■ WRITTEN INSTRUCTION:
Render everything from the line containing "segment the front side window" down to the line containing "M 195 42 L 206", both included, as a Markdown table with the columns Row and Line. Number each non-blank line in order and leave out blank lines.

■ GIVEN INFORMATION:
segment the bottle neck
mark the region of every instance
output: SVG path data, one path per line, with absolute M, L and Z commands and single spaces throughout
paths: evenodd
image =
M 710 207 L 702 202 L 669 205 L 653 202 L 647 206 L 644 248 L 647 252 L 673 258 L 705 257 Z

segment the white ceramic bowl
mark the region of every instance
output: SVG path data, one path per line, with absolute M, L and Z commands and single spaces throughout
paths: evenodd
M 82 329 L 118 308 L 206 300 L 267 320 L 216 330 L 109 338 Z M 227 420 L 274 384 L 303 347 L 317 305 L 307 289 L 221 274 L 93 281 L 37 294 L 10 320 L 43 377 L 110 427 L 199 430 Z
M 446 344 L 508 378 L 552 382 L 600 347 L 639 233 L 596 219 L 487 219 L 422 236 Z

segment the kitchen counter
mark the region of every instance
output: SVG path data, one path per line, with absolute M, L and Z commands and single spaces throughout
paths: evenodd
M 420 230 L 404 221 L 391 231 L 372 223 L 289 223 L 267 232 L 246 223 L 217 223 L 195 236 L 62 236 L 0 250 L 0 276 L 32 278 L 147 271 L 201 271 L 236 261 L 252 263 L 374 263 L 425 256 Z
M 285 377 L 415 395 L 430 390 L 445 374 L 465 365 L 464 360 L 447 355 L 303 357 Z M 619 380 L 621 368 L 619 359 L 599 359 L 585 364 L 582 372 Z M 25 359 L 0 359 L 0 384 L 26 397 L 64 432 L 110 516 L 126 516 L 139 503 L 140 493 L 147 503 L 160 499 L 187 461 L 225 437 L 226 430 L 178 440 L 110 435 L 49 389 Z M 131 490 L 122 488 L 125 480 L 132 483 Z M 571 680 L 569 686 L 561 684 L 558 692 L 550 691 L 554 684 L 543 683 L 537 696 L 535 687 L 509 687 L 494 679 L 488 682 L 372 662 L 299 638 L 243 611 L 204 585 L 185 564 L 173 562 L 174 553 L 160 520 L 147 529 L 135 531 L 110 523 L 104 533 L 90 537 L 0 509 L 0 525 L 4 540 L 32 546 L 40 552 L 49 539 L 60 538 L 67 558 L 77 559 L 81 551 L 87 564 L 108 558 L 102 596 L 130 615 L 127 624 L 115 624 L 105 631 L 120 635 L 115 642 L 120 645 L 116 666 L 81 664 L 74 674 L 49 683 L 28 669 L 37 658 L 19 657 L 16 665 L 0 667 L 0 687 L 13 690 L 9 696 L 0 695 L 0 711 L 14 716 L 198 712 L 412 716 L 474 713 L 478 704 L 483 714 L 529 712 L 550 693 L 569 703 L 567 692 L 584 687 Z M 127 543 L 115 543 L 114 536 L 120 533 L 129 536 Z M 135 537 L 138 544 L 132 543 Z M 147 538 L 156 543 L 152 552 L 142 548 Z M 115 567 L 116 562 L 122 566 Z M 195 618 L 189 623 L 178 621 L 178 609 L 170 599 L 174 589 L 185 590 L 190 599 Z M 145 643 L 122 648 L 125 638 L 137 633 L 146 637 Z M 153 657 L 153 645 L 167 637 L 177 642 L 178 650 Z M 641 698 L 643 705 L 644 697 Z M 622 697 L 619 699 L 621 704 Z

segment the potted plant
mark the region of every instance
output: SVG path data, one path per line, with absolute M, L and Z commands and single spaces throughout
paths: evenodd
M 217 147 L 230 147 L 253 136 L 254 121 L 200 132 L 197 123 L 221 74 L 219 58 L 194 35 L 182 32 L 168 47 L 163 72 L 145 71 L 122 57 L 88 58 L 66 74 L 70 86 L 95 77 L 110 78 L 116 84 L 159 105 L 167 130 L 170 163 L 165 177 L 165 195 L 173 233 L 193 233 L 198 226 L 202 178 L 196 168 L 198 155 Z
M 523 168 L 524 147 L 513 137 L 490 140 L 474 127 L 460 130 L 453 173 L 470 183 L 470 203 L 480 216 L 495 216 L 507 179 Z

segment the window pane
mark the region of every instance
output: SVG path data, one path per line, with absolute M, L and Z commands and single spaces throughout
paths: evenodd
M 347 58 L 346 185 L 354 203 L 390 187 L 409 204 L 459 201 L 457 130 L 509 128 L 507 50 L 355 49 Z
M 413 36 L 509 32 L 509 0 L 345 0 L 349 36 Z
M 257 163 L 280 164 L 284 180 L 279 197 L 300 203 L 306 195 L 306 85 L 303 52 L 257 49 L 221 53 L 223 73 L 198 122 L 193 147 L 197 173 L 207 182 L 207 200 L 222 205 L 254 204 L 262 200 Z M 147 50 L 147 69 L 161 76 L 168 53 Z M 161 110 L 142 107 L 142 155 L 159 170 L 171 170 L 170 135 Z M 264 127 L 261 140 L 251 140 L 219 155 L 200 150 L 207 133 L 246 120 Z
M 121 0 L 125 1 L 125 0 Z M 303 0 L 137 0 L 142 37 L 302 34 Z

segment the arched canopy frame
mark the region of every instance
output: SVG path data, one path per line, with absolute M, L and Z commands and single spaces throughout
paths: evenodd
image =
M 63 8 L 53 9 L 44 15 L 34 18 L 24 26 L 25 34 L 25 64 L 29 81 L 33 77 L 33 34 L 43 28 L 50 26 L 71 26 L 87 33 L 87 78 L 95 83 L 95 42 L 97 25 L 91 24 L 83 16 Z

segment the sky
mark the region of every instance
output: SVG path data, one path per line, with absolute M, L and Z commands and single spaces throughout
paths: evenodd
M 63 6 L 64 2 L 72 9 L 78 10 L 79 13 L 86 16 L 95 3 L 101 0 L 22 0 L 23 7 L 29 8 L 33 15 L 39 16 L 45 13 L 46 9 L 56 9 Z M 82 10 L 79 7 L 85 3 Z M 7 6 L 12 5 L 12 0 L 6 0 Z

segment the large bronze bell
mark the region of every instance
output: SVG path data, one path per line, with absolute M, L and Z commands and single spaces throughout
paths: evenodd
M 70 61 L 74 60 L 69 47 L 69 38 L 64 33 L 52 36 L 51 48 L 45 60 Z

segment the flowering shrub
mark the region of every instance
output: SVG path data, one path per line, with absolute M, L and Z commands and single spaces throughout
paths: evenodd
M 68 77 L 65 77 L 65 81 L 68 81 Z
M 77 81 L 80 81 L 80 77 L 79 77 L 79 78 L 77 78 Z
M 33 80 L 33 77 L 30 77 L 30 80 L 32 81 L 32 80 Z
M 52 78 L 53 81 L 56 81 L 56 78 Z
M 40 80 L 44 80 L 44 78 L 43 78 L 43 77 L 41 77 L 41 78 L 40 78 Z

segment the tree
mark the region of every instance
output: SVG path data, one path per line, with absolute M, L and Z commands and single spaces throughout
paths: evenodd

...

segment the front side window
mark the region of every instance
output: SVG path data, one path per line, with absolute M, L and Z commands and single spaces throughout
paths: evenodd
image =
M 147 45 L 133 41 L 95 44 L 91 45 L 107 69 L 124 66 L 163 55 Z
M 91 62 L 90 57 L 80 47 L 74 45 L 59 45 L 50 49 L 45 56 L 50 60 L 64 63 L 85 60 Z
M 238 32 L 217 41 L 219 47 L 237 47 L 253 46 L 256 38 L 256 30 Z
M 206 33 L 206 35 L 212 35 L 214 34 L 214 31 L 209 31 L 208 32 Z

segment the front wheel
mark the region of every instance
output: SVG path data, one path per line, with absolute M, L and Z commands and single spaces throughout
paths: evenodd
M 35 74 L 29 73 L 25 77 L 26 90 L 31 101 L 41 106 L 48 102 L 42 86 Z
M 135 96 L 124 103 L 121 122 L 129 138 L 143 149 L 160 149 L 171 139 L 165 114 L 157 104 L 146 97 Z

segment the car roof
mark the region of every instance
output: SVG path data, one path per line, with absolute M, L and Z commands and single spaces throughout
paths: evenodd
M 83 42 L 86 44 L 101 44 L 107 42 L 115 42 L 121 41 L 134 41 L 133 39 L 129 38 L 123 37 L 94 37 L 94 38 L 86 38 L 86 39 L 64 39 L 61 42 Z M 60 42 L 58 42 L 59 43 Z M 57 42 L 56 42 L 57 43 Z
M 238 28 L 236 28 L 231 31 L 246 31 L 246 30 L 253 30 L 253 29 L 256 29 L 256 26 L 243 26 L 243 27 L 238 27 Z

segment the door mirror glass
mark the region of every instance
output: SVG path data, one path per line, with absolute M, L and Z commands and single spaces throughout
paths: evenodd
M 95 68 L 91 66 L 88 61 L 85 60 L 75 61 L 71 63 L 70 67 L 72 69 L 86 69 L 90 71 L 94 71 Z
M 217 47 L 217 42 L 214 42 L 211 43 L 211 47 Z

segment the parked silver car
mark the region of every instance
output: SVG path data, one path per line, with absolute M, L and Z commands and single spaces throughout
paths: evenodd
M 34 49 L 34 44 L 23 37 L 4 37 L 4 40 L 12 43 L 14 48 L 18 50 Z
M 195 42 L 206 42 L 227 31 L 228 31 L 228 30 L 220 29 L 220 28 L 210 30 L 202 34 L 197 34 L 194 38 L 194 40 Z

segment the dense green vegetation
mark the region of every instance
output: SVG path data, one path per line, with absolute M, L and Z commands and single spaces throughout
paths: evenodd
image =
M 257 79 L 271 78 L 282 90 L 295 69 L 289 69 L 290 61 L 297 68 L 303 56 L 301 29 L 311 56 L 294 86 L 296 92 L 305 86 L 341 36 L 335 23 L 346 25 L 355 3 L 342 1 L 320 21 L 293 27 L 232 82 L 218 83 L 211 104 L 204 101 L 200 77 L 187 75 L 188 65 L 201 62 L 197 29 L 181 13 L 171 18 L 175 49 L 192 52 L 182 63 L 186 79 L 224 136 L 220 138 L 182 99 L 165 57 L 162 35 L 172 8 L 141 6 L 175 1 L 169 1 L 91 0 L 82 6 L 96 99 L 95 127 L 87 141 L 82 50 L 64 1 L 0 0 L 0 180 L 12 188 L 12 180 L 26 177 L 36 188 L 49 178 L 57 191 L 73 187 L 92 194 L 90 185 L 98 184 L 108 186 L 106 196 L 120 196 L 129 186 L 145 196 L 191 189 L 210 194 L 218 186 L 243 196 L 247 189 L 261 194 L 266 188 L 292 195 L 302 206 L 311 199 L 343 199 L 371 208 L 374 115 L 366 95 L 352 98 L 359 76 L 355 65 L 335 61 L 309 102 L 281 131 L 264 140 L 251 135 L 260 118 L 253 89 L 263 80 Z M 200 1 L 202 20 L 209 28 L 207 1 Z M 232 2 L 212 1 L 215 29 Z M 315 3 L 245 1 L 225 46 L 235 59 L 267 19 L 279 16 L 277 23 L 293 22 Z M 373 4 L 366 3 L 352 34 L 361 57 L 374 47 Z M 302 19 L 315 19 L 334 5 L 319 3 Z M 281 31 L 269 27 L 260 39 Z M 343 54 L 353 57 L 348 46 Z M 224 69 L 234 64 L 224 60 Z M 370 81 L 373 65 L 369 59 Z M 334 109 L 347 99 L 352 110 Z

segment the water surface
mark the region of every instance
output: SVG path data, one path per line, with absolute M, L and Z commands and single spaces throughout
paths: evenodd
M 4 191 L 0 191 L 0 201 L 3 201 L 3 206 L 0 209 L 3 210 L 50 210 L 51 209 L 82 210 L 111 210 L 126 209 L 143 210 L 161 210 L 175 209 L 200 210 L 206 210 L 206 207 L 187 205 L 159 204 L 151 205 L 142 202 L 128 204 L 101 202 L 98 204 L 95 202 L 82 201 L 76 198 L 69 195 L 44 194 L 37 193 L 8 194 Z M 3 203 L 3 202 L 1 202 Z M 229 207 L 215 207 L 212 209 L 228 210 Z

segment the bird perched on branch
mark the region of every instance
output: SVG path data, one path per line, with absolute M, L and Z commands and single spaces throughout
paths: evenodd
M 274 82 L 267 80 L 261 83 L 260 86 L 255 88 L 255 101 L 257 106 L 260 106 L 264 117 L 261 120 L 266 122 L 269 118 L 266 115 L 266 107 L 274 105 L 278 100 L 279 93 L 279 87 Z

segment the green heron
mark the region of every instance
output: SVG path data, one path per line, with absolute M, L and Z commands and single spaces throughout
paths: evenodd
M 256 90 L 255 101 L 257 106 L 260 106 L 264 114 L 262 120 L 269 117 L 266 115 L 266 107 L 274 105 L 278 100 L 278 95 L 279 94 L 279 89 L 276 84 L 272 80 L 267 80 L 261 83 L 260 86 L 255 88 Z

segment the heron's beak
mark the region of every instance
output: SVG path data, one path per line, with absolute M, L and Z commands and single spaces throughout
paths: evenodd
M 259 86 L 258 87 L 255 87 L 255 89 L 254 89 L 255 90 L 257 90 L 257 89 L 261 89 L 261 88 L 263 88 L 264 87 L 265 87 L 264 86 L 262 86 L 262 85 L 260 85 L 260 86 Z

--

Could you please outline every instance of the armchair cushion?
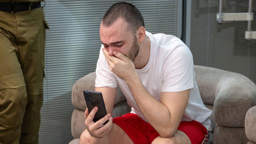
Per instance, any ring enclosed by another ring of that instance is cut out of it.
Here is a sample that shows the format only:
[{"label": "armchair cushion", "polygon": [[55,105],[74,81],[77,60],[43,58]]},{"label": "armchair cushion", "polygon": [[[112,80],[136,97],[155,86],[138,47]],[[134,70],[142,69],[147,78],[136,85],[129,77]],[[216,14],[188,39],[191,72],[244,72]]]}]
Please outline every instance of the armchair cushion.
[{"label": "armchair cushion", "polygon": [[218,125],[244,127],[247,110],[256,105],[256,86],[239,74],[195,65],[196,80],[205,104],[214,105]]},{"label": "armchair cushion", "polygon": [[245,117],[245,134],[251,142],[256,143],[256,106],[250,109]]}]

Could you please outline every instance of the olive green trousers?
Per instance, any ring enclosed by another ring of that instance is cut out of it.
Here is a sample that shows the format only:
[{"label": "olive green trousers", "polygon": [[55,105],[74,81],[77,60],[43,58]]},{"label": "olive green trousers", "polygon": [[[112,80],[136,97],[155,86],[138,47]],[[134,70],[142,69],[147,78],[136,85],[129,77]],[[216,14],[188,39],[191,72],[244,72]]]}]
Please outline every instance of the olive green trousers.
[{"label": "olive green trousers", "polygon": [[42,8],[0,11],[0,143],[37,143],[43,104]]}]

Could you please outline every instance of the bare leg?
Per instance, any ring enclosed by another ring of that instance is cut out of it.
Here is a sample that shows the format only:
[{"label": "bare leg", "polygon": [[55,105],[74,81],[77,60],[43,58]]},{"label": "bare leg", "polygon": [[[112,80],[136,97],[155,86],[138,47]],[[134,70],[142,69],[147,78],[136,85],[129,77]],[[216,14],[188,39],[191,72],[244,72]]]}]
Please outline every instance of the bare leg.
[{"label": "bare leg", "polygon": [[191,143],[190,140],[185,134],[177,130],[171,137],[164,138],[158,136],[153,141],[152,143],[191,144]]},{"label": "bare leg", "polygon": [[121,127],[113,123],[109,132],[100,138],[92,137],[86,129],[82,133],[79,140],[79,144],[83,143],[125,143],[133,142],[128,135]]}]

■ FINAL RESULT:
| Row | Line |
|---|---|
| 1 | segment the front side window |
| 2 | mark the region of every instance |
| 3 | output: SVG path data, one path per line, with absolute M, L and Z commands and single spaces throughout |
| 4 | paths: evenodd |
| 5 | image = |
| 6 | M 147 45 L 133 41 L 95 44 L 91 45 L 107 69 L 124 66 L 163 55 Z |
| 7 | M 91 62 L 90 57 L 80 47 L 74 45 L 59 45 L 50 49 L 45 56 L 50 60 L 64 63 L 85 60 Z |
| 8 | M 238 32 L 217 41 L 219 47 L 237 47 L 253 46 L 256 38 L 256 30 Z |
| 9 | M 206 33 L 206 35 L 212 35 L 214 34 L 214 31 L 209 31 L 208 32 Z |
| 10 | segment the front wheel |
| 11 | mark the region of every instance |
| 12 | output: SVG path data, one path per line, with absolute M, L and Z commands and single spaces throughout |
| 13 | paths: evenodd |
| 14 | M 35 74 L 29 73 L 25 77 L 26 90 L 31 101 L 41 106 L 48 102 L 42 86 Z |
| 15 | M 135 96 L 124 103 L 121 122 L 129 138 L 143 149 L 160 149 L 171 139 L 165 114 L 157 104 L 146 97 Z |
| 16 | segment the car roof |
| 17 | mark the region of every instance |
| 18 | output: SVG path data, one path per line, with absolute M, L and Z commands and single spaces throughout |
| 19 | paths: evenodd |
| 20 | M 83 42 L 86 44 L 101 44 L 107 42 L 115 42 L 121 41 L 134 41 L 133 39 L 129 38 L 123 37 L 94 37 L 94 38 L 86 38 L 86 39 L 64 39 L 61 42 Z M 60 42 L 58 42 L 59 43 Z M 57 42 L 56 42 L 57 43 Z |
| 21 | M 238 28 L 236 28 L 231 31 L 246 31 L 246 30 L 253 30 L 253 29 L 256 29 L 256 26 L 243 26 L 243 27 L 238 27 Z |
| 22 | segment the door mirror glass |
| 23 | mark the region of every instance |
| 24 | output: SVG path data, one path per line, with absolute M, L and Z commands and single spaces throughout |
| 25 | paths: evenodd |
| 26 | M 95 68 L 91 66 L 88 61 L 85 60 L 75 61 L 71 63 L 70 67 L 72 69 L 86 69 L 90 71 L 94 71 Z |
| 27 | M 217 47 L 217 42 L 214 42 L 211 43 L 211 47 Z |
| 28 | segment the parked silver car |
| 29 | mark the region of every instance |
| 30 | output: SVG path data, one path per line, with absolute M, L and Z commands and single spaces throughout |
| 31 | paths: evenodd |
| 32 | M 34 49 L 34 44 L 23 37 L 4 37 L 4 40 L 12 43 L 14 48 L 18 50 Z |
| 33 | M 195 42 L 206 42 L 227 31 L 228 31 L 228 30 L 220 29 L 220 28 L 210 30 L 202 34 L 197 34 L 194 38 L 194 40 Z |